Annotation data for object locations:
-- Begin --

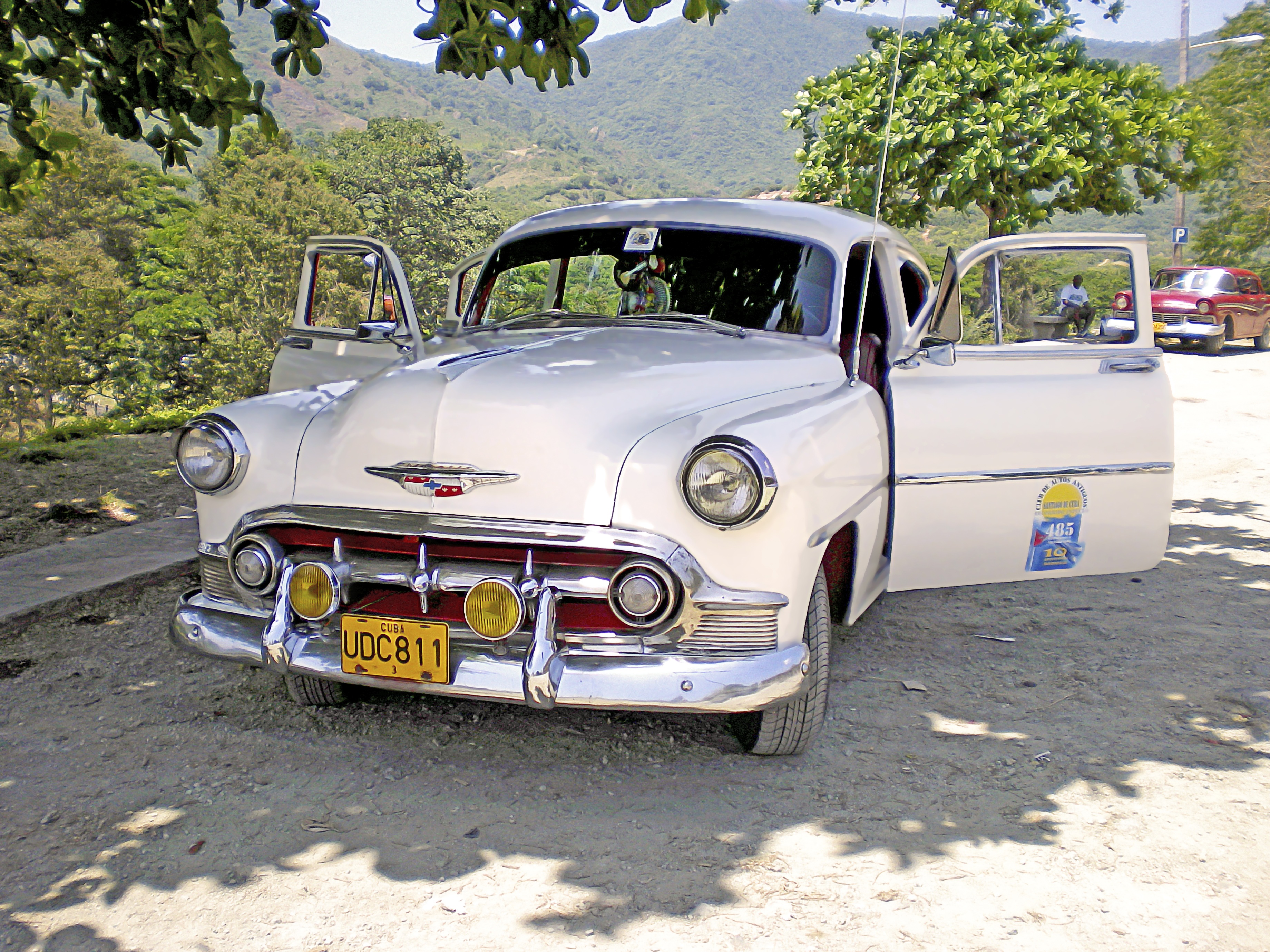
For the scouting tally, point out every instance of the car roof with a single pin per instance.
(837, 229)
(1242, 272)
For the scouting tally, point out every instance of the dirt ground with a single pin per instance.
(1094, 784)
(65, 490)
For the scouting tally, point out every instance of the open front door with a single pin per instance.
(463, 281)
(353, 315)
(1029, 442)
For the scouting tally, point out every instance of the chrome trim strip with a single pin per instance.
(1027, 351)
(233, 436)
(928, 479)
(700, 592)
(460, 528)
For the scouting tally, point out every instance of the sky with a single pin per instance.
(388, 26)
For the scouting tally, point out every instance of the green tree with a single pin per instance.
(68, 262)
(408, 181)
(1236, 98)
(219, 282)
(170, 64)
(997, 108)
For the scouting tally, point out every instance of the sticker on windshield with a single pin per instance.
(1056, 540)
(641, 240)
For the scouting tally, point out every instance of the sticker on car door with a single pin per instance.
(1056, 540)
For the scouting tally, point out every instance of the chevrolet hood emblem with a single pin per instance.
(440, 479)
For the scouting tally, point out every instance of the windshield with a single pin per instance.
(751, 281)
(1194, 281)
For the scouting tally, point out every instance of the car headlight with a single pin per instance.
(728, 483)
(211, 455)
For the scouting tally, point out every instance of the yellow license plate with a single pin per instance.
(395, 648)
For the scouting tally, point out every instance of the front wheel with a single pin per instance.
(790, 729)
(1214, 345)
(1262, 342)
(314, 692)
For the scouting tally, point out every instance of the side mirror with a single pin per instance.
(941, 353)
(947, 317)
(377, 330)
(935, 351)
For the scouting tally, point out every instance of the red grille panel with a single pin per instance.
(572, 615)
(299, 536)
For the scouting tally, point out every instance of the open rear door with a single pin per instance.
(1028, 444)
(353, 315)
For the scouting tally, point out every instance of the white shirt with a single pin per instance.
(1074, 295)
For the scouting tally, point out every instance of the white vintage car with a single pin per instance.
(658, 447)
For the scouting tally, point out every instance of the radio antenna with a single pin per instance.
(882, 177)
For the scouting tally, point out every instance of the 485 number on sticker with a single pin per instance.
(395, 648)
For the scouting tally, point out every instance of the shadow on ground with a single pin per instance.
(646, 813)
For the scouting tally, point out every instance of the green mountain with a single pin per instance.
(672, 110)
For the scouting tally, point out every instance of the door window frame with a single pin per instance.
(1133, 246)
(389, 268)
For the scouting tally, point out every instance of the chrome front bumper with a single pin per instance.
(547, 676)
(1185, 329)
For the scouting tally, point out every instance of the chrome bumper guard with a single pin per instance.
(547, 677)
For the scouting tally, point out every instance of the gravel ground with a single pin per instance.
(1100, 781)
(67, 490)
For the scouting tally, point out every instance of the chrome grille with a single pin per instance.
(732, 634)
(216, 578)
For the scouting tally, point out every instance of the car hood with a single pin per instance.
(1175, 300)
(560, 413)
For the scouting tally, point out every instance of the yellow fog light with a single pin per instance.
(493, 608)
(314, 592)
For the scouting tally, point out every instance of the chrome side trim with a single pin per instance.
(928, 479)
(1029, 352)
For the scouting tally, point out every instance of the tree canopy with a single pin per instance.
(408, 181)
(169, 64)
(1236, 98)
(997, 108)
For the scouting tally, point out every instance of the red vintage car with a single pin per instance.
(1213, 305)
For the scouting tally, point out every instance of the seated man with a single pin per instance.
(1074, 304)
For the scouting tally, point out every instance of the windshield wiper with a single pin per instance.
(722, 327)
(534, 317)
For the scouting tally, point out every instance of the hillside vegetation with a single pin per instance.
(676, 110)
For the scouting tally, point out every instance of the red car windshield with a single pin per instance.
(1207, 281)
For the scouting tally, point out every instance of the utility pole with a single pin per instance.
(1183, 63)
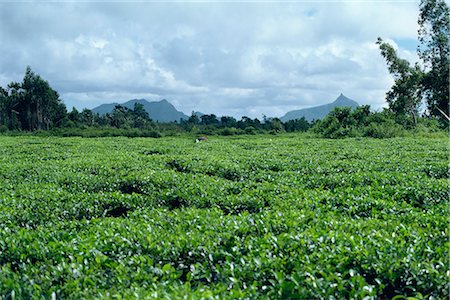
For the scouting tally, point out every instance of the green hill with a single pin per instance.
(160, 111)
(319, 112)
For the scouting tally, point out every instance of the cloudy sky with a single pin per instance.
(238, 58)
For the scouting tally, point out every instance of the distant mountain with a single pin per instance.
(160, 111)
(319, 112)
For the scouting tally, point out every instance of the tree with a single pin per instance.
(434, 52)
(209, 119)
(33, 104)
(405, 96)
(227, 121)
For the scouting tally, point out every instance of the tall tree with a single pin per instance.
(434, 51)
(35, 104)
(405, 96)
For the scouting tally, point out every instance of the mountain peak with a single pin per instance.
(161, 111)
(319, 112)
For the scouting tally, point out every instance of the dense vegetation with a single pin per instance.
(234, 217)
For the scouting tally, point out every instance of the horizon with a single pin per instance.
(225, 58)
(217, 115)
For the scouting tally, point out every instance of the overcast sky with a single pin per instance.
(227, 58)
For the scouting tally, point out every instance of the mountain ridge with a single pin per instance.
(159, 111)
(320, 111)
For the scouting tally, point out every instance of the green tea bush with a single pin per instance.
(274, 216)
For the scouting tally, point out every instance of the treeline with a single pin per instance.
(33, 106)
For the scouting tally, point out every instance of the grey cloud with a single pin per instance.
(225, 58)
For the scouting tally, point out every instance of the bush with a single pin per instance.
(229, 131)
(386, 130)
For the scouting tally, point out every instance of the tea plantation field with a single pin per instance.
(248, 217)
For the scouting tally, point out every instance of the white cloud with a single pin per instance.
(224, 58)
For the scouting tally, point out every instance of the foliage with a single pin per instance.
(276, 217)
(434, 50)
(31, 105)
(412, 84)
(405, 95)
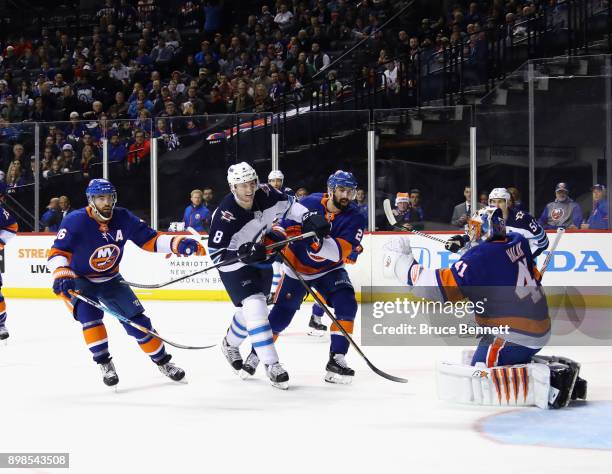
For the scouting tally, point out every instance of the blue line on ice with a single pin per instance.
(586, 426)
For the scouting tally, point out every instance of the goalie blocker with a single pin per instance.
(546, 382)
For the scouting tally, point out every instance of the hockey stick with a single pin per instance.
(129, 322)
(229, 261)
(560, 232)
(196, 234)
(393, 222)
(331, 316)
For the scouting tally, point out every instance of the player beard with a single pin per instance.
(342, 204)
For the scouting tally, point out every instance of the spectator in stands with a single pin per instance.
(242, 102)
(403, 212)
(216, 104)
(318, 59)
(598, 219)
(139, 150)
(13, 176)
(283, 18)
(52, 217)
(361, 201)
(65, 206)
(117, 150)
(88, 158)
(199, 107)
(56, 169)
(196, 213)
(262, 100)
(19, 155)
(483, 198)
(69, 160)
(208, 195)
(562, 212)
(463, 211)
(516, 199)
(300, 193)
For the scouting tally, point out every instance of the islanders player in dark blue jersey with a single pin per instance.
(321, 263)
(85, 257)
(498, 273)
(8, 229)
(242, 225)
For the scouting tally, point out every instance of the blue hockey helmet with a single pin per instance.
(344, 179)
(487, 224)
(100, 187)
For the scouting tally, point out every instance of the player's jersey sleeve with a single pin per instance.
(8, 226)
(291, 208)
(63, 246)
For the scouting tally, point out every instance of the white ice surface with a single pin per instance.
(52, 400)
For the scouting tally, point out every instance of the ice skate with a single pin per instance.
(109, 374)
(279, 378)
(171, 371)
(232, 354)
(337, 370)
(249, 366)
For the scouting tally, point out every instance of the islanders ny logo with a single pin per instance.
(104, 258)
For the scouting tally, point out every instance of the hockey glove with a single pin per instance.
(185, 247)
(352, 257)
(277, 234)
(64, 281)
(313, 222)
(253, 252)
(456, 243)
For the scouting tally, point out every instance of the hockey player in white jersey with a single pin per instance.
(242, 225)
(517, 221)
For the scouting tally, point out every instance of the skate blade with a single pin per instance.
(243, 374)
(280, 385)
(332, 377)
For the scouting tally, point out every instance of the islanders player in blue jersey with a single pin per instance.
(498, 272)
(242, 225)
(321, 263)
(85, 258)
(8, 229)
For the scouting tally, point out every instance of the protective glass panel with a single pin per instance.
(571, 109)
(17, 145)
(422, 167)
(194, 153)
(313, 145)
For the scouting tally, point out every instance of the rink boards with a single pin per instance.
(582, 259)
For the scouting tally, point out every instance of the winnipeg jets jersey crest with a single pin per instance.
(232, 225)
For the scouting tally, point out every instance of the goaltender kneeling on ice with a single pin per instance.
(504, 369)
(425, 329)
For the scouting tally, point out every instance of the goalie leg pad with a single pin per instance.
(517, 385)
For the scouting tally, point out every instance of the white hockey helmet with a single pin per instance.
(241, 173)
(486, 224)
(500, 193)
(276, 174)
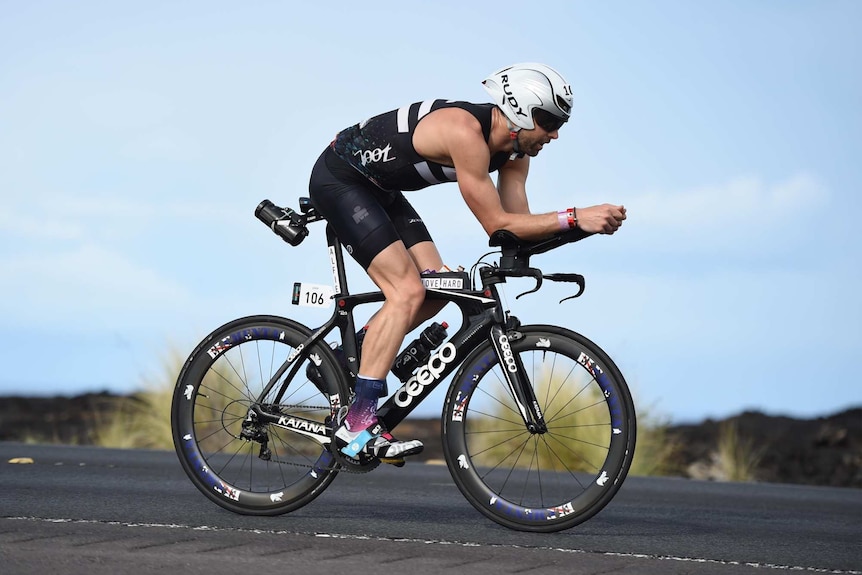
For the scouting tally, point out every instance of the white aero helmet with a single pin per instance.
(520, 89)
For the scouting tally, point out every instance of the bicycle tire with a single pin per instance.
(549, 481)
(217, 385)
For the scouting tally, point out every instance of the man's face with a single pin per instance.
(546, 128)
(532, 141)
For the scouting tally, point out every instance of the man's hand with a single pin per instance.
(603, 219)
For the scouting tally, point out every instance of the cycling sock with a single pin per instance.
(363, 411)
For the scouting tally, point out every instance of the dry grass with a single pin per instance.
(143, 420)
(737, 458)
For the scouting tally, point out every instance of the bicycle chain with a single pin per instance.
(340, 462)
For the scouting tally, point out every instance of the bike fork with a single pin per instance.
(518, 382)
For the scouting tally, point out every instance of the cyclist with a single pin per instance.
(357, 184)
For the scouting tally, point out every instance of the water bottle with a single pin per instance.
(286, 223)
(419, 350)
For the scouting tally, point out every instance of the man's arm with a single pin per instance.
(496, 208)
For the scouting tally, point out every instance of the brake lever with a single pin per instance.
(533, 273)
(569, 278)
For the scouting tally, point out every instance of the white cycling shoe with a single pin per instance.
(376, 441)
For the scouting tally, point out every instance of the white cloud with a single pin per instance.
(740, 204)
(743, 215)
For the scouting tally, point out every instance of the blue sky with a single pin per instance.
(136, 140)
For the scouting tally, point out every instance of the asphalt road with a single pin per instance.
(90, 510)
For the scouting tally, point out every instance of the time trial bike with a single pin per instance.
(538, 425)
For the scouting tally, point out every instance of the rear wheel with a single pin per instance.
(242, 461)
(540, 481)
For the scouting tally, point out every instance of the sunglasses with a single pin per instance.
(547, 121)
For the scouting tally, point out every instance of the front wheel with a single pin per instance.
(542, 481)
(250, 452)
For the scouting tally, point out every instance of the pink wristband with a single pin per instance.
(566, 219)
(563, 219)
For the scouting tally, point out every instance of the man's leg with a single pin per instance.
(395, 273)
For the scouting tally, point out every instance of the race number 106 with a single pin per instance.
(312, 295)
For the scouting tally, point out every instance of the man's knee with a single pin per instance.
(408, 294)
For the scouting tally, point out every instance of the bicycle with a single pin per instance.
(538, 425)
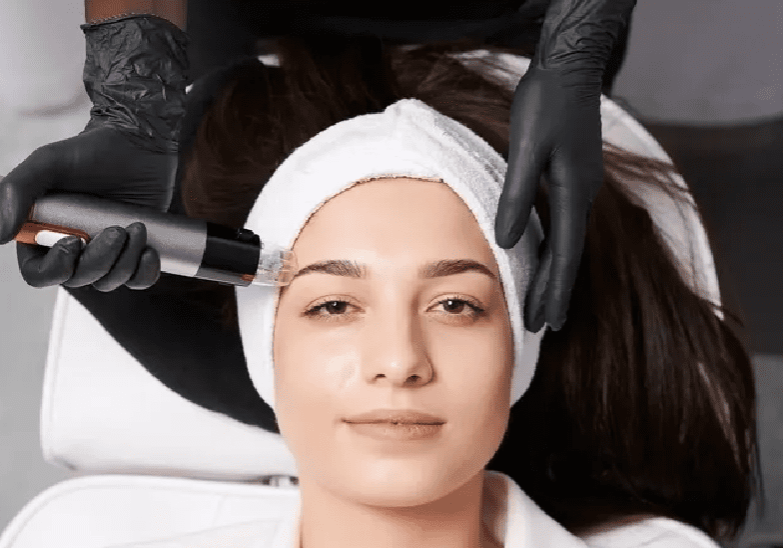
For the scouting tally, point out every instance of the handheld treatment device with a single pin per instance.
(187, 247)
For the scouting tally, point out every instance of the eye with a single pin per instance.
(332, 310)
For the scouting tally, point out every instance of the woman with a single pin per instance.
(640, 416)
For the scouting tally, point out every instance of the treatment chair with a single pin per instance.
(151, 465)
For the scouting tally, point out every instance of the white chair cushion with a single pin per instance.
(102, 511)
(102, 412)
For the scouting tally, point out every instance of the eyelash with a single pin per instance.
(478, 311)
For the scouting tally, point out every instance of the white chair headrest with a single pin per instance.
(103, 412)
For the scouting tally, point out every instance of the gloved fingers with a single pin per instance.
(148, 272)
(43, 267)
(525, 165)
(135, 266)
(536, 293)
(569, 211)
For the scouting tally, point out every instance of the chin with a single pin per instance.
(396, 486)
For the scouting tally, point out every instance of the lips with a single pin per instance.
(395, 416)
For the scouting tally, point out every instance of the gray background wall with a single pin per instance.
(691, 64)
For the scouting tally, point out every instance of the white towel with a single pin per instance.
(408, 139)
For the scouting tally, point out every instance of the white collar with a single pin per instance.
(512, 517)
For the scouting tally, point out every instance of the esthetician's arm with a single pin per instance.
(175, 11)
(136, 75)
(556, 132)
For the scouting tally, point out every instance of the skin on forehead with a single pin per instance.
(396, 340)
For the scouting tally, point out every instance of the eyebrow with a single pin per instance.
(434, 269)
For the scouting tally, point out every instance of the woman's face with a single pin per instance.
(393, 339)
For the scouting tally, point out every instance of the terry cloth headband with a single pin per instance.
(407, 139)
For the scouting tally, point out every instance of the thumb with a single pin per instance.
(18, 191)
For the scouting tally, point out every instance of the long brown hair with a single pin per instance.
(643, 403)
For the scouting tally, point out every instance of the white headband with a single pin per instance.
(408, 139)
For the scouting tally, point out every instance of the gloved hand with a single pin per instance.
(135, 76)
(556, 131)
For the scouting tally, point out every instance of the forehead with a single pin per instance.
(396, 218)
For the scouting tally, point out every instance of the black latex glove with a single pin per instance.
(556, 132)
(135, 75)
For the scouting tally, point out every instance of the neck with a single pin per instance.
(453, 521)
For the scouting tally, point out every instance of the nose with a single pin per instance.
(396, 350)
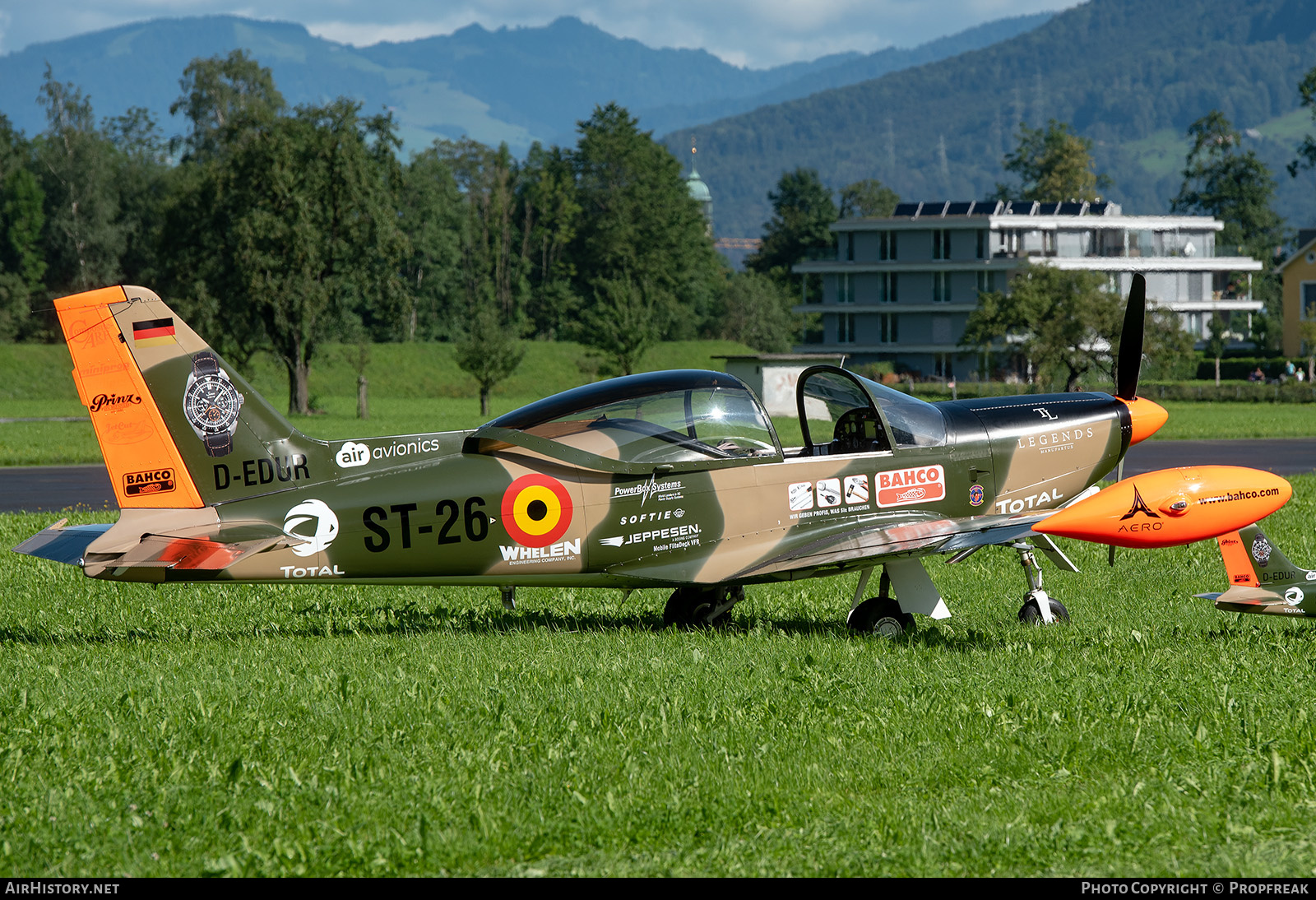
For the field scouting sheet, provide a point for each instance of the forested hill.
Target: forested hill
(1128, 74)
(510, 85)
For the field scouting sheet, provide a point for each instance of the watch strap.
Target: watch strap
(219, 445)
(206, 364)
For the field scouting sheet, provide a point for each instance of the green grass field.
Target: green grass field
(324, 731)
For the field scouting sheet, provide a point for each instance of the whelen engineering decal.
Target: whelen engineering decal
(537, 512)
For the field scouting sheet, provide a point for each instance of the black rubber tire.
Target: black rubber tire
(688, 607)
(1032, 614)
(881, 616)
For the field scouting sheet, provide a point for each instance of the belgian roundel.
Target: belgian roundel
(536, 511)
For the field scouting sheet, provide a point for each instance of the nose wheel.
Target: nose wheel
(1039, 607)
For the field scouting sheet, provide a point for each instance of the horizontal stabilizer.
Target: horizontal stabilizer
(1245, 595)
(66, 544)
(192, 553)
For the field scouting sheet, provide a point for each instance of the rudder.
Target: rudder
(177, 425)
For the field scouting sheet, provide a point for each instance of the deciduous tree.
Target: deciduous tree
(1066, 324)
(868, 197)
(76, 162)
(637, 221)
(1053, 165)
(21, 265)
(757, 311)
(800, 226)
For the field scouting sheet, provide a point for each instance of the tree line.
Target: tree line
(276, 230)
(282, 230)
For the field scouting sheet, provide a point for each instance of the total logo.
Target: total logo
(315, 522)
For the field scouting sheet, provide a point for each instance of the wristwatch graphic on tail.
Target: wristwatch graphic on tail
(211, 404)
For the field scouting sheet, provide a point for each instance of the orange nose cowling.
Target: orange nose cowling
(1148, 417)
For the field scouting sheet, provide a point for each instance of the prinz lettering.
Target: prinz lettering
(109, 401)
(256, 472)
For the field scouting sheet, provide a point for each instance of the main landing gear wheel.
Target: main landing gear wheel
(881, 616)
(697, 607)
(1032, 612)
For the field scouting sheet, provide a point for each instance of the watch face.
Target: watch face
(212, 404)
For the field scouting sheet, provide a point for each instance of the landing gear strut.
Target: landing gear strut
(695, 607)
(879, 615)
(1039, 607)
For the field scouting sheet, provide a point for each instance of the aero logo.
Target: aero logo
(536, 511)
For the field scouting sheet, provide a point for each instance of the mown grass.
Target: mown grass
(322, 731)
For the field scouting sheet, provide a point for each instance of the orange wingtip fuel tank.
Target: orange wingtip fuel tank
(1171, 507)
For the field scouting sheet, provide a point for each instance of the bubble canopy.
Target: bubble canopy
(850, 414)
(683, 419)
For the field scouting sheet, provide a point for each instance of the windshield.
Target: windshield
(669, 417)
(914, 423)
(839, 408)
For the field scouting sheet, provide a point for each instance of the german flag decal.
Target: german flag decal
(536, 511)
(153, 332)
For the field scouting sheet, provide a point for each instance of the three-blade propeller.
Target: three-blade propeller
(1131, 341)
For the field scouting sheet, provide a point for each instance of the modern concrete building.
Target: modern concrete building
(1300, 279)
(901, 289)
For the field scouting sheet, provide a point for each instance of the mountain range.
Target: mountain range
(1131, 75)
(932, 121)
(517, 85)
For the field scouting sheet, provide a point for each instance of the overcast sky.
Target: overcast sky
(757, 33)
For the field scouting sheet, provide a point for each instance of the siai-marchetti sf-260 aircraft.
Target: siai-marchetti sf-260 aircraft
(661, 480)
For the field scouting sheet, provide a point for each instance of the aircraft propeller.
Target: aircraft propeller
(1131, 341)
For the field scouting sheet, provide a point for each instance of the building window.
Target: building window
(941, 244)
(887, 287)
(887, 245)
(844, 289)
(941, 287)
(846, 328)
(1307, 305)
(887, 328)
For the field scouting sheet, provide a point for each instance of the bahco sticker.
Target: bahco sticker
(908, 485)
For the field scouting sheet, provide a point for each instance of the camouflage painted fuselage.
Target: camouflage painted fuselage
(217, 485)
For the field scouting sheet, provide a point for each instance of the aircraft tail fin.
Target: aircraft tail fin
(178, 427)
(1252, 559)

-- End --

What to work on:
Reproduce the lines above word for word, starting at the line that contains "aircraft tail fin." and ending at the final line of the entries.

Correct result:
For the field scouting sheet, provide a point for each instance of the aircraft tail fin.
Target: aircraft tail fin
(178, 427)
(1252, 559)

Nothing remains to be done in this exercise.